Listing Unique Records Within an Array in Azure Data Factory

Problem Statement

Is it possible to remove the duplicate within an Array in Azure Data Factory?

Prerequisites

  1. Azure Data Factory

Solution

  1. The “union()” function in ADF returns a collection that has all the items from the specified collections. So one can leverage this function to get the unique list from an Array.
  2. Let’s say we have a list of values in an Array variable
    Variables
  3. Using Set Variable activity, we can get the unique list from the Array.
    @union(variables('DuplicateArray'),variables('DuplicateArray'))

Output

Name

ADF JSON

{
    "name": "ReturnUnique",
    "properties": {
        "activities": [
            {
                "name": "Remove Duplicates",
                "type": "SetVariable",
                "dependsOn": [],
                "userProperties": [],
                "typeProperties": {
                    "variableName": "UniqueArray",
                    "value": {
                        "value": "@union(variables('DuplicateArray'),variables('DuplicateArray'))",
                        "type": "Expression"
                    }
                }
            }
        ],
        "variables": {
            "DuplicateArray": {
                "type": "Array",
                "defaultValue": [
                    "A1",
                    "B2",
                    "C3",
                    "A1",
                    "A5",
                    "B2"
                ]
            },
            "UniqueArray": {
                "type": "Array"
            }
        },
        "annotations": []
    }
}

= Aim =
Can you rewrite everything in the array-deduplication page from "Listing Unique Records" down to "Azure Data Factory?", renaming "Azure Data Factory" to "Azure Synapse Analytics"? None of the records has anything to do with the array-deduplication page.

= Listing =
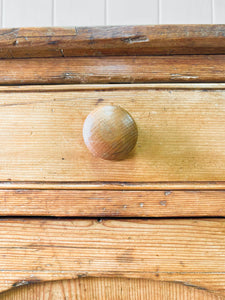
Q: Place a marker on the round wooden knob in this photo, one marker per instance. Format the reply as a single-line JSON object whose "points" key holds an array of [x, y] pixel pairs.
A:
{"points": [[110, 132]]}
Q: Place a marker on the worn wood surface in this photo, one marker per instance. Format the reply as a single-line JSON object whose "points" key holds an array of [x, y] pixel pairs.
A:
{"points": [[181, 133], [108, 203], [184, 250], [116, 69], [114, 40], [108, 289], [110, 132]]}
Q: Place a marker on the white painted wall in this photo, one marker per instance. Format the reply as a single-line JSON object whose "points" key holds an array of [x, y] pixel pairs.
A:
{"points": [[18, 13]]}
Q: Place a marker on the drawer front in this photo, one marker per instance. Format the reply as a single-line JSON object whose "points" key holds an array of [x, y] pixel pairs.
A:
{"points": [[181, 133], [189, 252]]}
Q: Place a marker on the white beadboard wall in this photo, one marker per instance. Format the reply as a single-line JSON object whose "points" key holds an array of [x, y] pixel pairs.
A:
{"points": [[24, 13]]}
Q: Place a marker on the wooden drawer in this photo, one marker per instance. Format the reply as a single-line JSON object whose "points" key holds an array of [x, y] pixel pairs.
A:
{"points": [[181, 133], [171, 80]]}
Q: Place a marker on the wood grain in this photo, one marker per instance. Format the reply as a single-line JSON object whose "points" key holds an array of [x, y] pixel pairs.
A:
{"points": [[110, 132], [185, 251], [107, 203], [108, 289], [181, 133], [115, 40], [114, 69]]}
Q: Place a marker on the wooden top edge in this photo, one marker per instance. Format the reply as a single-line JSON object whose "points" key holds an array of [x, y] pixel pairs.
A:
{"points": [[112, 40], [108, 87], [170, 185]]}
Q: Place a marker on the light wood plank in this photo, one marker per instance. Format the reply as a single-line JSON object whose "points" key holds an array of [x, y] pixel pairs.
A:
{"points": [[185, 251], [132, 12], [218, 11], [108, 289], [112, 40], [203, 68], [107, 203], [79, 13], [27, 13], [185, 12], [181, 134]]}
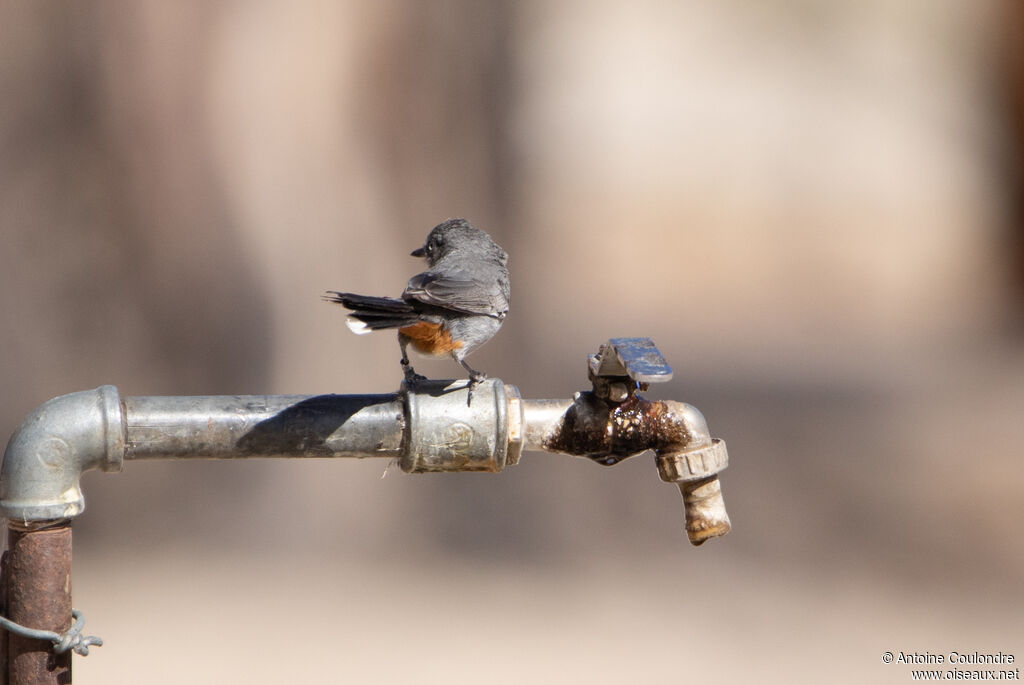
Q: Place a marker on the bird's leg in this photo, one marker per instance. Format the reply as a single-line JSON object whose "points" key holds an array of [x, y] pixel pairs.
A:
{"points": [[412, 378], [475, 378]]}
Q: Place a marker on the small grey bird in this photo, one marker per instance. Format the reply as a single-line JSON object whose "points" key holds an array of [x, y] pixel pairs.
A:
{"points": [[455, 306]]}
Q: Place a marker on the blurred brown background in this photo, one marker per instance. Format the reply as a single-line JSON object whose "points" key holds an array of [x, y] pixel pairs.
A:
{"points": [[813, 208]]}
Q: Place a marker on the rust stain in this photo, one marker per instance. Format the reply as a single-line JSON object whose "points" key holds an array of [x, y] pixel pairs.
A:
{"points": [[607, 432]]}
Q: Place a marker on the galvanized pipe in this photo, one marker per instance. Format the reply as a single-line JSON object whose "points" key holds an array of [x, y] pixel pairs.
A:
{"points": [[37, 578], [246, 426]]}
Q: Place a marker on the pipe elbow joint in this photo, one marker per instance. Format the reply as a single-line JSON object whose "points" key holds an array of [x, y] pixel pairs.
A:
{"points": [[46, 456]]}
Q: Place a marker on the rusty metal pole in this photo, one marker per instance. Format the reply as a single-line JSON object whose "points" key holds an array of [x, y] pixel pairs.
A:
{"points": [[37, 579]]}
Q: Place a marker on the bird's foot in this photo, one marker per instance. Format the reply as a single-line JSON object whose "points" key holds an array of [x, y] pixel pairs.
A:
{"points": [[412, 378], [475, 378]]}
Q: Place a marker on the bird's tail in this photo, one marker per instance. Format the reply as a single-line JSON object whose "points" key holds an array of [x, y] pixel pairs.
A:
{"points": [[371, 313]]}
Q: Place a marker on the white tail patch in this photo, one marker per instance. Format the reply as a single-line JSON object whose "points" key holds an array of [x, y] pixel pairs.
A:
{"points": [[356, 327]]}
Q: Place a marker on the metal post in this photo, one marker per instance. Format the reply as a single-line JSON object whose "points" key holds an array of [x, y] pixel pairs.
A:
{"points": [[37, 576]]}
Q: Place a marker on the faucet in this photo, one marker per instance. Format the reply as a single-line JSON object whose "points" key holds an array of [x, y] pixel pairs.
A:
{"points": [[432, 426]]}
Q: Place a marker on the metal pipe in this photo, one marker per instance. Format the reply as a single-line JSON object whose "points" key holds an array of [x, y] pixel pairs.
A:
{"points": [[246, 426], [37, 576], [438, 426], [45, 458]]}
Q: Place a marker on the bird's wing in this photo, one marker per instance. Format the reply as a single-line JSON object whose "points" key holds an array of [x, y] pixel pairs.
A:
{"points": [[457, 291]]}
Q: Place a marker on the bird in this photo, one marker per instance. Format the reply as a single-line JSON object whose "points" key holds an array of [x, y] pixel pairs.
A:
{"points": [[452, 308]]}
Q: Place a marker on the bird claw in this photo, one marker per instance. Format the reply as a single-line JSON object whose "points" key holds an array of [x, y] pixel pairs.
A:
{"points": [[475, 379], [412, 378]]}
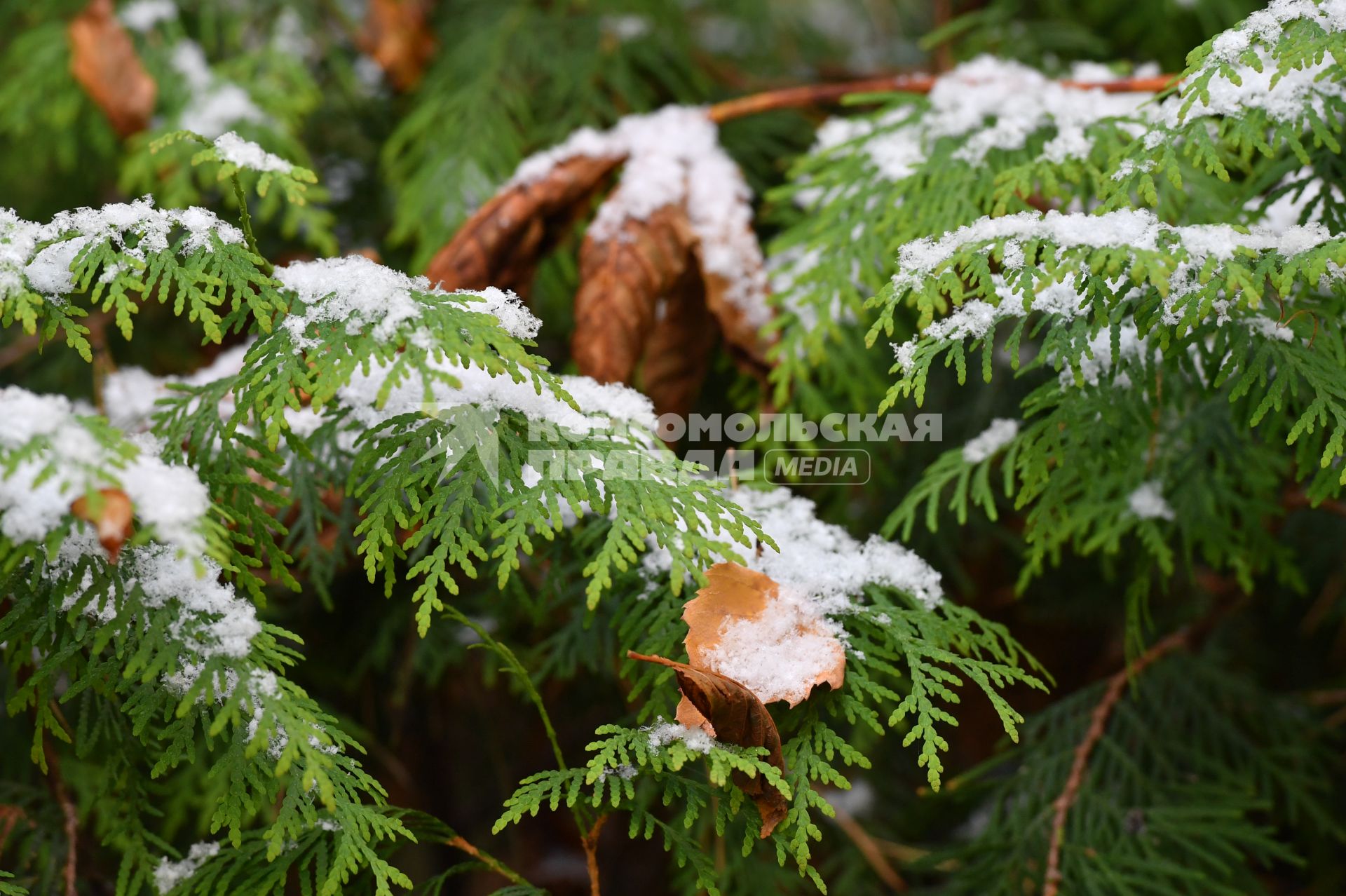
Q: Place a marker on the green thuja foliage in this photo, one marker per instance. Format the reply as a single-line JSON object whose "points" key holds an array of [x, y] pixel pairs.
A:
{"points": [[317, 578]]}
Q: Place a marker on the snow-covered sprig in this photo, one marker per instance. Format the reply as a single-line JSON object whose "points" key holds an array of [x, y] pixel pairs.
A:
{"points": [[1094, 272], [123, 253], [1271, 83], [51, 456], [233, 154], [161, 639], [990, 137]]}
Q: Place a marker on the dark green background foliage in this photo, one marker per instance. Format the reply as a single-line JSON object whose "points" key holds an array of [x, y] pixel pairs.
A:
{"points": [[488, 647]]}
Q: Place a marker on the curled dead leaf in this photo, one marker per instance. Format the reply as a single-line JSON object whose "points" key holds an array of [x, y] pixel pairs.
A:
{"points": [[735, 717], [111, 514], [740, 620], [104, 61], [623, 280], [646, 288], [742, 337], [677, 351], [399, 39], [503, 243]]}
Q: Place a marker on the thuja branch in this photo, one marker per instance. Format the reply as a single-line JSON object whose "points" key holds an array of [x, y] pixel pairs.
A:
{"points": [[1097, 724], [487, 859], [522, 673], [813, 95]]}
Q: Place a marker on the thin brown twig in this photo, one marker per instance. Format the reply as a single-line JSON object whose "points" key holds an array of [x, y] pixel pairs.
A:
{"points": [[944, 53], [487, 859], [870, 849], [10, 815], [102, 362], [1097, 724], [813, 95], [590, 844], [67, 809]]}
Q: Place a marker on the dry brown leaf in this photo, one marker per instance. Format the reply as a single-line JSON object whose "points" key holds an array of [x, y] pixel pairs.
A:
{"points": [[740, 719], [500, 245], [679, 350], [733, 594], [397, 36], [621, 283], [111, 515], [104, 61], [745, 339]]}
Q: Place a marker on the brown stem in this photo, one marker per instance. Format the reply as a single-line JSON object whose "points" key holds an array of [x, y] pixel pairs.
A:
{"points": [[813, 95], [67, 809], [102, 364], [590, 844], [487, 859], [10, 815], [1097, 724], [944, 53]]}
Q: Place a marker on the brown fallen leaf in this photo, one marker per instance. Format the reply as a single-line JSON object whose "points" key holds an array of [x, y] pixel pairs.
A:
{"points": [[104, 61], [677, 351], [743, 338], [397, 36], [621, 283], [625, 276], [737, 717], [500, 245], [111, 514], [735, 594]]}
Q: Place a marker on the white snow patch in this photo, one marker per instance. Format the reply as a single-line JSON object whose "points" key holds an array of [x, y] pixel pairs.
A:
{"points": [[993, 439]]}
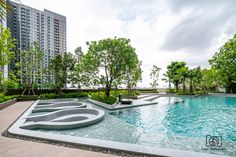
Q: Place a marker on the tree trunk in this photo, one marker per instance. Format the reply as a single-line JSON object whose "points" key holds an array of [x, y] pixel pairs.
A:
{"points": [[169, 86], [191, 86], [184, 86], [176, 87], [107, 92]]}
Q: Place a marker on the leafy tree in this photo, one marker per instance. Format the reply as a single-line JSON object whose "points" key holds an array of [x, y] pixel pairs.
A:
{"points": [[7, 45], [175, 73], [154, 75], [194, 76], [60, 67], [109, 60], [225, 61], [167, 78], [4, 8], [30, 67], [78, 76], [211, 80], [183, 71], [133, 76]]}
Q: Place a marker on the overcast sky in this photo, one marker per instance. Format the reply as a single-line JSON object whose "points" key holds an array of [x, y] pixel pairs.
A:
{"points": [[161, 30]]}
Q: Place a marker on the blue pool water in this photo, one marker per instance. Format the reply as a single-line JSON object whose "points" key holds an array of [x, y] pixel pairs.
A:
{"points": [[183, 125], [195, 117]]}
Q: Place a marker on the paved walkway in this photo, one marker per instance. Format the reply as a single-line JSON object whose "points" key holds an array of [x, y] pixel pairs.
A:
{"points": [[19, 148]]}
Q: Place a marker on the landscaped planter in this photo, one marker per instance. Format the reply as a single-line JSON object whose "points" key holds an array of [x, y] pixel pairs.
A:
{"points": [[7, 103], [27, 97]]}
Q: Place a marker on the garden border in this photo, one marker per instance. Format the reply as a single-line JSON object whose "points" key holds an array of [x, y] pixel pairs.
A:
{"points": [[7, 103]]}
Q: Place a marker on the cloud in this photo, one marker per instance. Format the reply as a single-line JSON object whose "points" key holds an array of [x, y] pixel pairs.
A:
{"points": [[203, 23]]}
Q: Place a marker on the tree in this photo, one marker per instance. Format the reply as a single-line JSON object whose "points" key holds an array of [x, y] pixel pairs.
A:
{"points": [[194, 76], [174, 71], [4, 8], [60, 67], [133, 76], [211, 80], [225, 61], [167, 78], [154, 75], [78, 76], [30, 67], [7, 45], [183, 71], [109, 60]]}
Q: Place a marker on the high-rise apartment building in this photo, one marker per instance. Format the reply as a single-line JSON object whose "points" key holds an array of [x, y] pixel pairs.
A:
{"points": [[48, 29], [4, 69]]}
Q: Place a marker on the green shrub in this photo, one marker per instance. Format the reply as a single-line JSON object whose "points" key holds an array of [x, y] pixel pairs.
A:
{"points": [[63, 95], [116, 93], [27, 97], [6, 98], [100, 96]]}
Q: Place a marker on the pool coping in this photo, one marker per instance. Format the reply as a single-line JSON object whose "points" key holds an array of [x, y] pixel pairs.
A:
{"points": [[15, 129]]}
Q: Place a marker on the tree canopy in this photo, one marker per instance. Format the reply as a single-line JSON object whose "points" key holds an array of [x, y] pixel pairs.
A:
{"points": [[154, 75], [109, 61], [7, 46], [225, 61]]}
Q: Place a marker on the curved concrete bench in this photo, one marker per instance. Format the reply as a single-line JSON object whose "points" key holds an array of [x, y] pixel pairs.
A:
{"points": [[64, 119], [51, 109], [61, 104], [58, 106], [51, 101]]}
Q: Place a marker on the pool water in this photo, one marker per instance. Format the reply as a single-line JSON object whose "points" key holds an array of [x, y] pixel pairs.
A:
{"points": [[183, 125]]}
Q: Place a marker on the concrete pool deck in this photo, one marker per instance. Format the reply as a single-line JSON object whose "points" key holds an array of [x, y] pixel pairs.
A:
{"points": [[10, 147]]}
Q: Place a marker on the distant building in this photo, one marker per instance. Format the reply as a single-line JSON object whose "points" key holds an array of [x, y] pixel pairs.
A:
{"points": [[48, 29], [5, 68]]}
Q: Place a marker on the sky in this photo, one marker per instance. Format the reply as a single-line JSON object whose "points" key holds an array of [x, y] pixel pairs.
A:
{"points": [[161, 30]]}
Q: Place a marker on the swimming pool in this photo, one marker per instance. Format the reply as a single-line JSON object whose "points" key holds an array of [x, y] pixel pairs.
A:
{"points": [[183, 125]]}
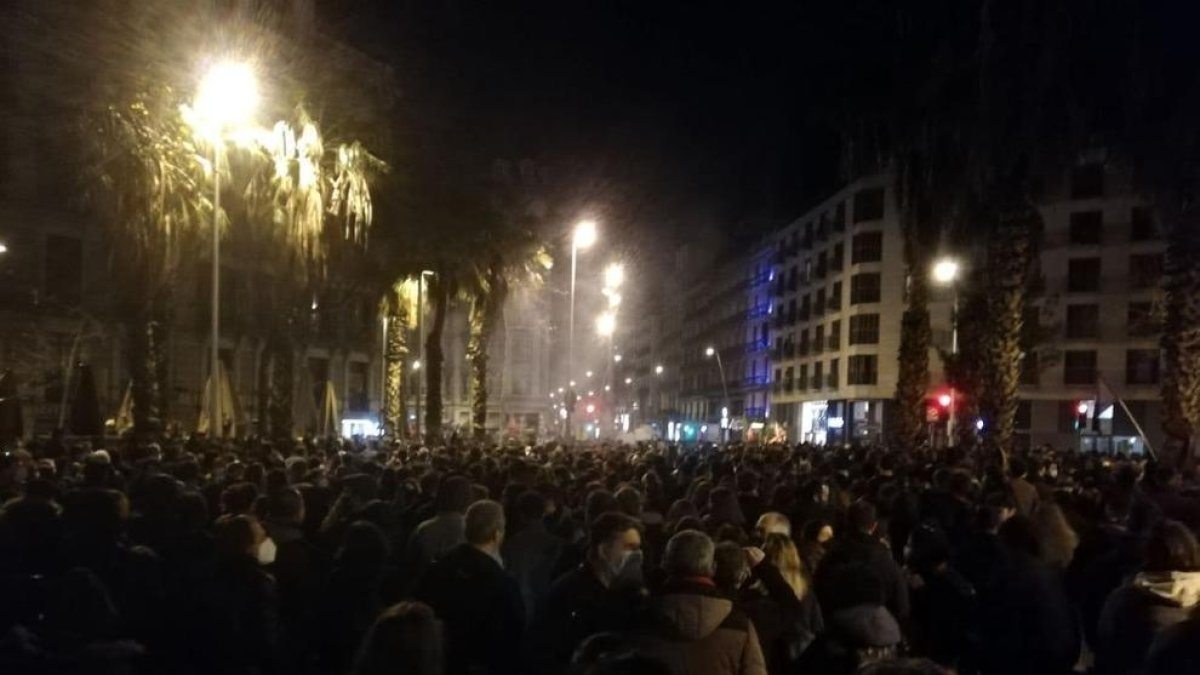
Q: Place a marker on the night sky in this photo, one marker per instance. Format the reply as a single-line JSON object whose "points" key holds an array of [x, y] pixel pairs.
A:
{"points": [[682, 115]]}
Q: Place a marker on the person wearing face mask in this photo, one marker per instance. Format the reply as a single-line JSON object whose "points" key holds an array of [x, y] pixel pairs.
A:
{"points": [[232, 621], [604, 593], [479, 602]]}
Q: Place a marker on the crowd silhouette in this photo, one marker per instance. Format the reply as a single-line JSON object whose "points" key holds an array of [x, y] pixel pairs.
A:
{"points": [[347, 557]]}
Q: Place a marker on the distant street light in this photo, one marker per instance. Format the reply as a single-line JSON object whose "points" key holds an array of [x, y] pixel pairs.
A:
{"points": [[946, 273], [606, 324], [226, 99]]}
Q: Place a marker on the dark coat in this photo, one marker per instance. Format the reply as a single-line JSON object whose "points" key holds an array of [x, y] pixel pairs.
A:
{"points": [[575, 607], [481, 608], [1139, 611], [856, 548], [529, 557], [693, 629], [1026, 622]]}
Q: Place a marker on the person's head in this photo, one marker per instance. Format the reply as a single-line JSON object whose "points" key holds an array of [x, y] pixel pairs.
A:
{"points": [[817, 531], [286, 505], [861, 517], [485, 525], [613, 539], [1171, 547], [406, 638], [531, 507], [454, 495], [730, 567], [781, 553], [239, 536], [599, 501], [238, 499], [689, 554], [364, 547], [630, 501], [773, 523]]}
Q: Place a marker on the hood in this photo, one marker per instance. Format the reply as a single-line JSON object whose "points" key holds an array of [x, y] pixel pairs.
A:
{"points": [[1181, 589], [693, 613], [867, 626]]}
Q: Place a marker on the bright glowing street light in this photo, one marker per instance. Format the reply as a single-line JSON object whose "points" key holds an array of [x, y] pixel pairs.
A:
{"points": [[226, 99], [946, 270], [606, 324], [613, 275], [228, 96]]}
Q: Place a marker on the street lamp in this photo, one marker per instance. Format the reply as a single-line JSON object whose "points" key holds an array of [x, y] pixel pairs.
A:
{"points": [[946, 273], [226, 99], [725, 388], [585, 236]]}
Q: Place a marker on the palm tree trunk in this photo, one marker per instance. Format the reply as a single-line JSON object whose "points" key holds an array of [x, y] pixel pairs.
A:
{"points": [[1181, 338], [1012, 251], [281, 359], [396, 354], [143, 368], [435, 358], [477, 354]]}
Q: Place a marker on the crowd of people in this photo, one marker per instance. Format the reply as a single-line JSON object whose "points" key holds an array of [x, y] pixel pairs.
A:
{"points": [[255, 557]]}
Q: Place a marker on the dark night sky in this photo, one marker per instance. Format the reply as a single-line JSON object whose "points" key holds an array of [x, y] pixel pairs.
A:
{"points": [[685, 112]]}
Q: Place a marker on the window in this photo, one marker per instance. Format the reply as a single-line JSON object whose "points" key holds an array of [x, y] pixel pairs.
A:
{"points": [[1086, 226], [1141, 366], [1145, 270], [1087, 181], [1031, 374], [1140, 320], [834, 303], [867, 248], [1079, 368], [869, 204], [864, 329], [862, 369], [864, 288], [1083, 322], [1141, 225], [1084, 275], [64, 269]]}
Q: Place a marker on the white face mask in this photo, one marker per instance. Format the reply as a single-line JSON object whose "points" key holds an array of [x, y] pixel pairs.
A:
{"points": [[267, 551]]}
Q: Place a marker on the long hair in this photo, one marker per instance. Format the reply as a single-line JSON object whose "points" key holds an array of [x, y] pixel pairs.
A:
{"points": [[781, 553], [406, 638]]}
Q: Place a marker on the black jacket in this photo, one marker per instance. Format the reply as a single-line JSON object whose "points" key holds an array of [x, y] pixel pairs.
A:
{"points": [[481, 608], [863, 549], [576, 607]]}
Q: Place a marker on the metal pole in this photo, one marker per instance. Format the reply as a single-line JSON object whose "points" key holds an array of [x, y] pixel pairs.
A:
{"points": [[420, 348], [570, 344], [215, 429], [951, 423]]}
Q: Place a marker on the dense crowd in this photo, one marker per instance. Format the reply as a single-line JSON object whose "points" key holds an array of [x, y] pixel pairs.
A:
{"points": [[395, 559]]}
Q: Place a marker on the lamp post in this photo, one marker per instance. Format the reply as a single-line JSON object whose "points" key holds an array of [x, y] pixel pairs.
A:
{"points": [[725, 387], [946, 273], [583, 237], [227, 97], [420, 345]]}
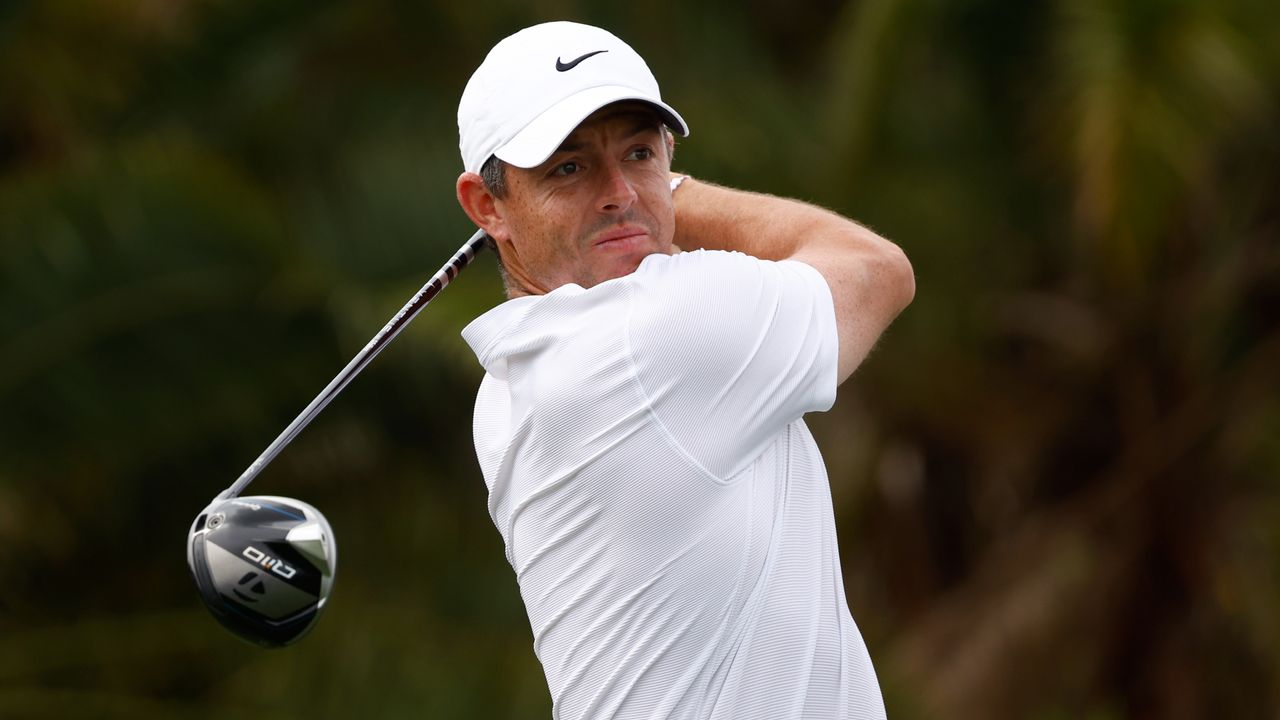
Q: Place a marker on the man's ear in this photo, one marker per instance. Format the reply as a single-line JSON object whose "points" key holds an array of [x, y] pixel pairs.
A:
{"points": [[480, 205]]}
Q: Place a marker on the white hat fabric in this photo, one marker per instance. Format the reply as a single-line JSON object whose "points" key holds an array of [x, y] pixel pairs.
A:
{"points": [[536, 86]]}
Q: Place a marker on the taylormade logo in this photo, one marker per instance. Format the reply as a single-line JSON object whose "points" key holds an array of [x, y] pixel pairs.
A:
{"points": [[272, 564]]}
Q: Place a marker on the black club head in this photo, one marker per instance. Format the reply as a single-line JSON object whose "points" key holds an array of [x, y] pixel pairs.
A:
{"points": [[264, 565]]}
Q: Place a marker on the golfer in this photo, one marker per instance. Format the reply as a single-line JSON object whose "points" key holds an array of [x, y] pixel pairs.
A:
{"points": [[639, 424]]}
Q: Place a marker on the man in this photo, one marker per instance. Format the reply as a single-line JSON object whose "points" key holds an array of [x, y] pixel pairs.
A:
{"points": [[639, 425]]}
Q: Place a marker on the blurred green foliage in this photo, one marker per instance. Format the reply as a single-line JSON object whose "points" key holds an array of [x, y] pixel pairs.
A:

= Task result =
Listing Unique Records Within an Array in Azure Synapse Analytics

Problem Statement

Is it possible to remove the duplicate within an Array in Azure Synapse Analytics?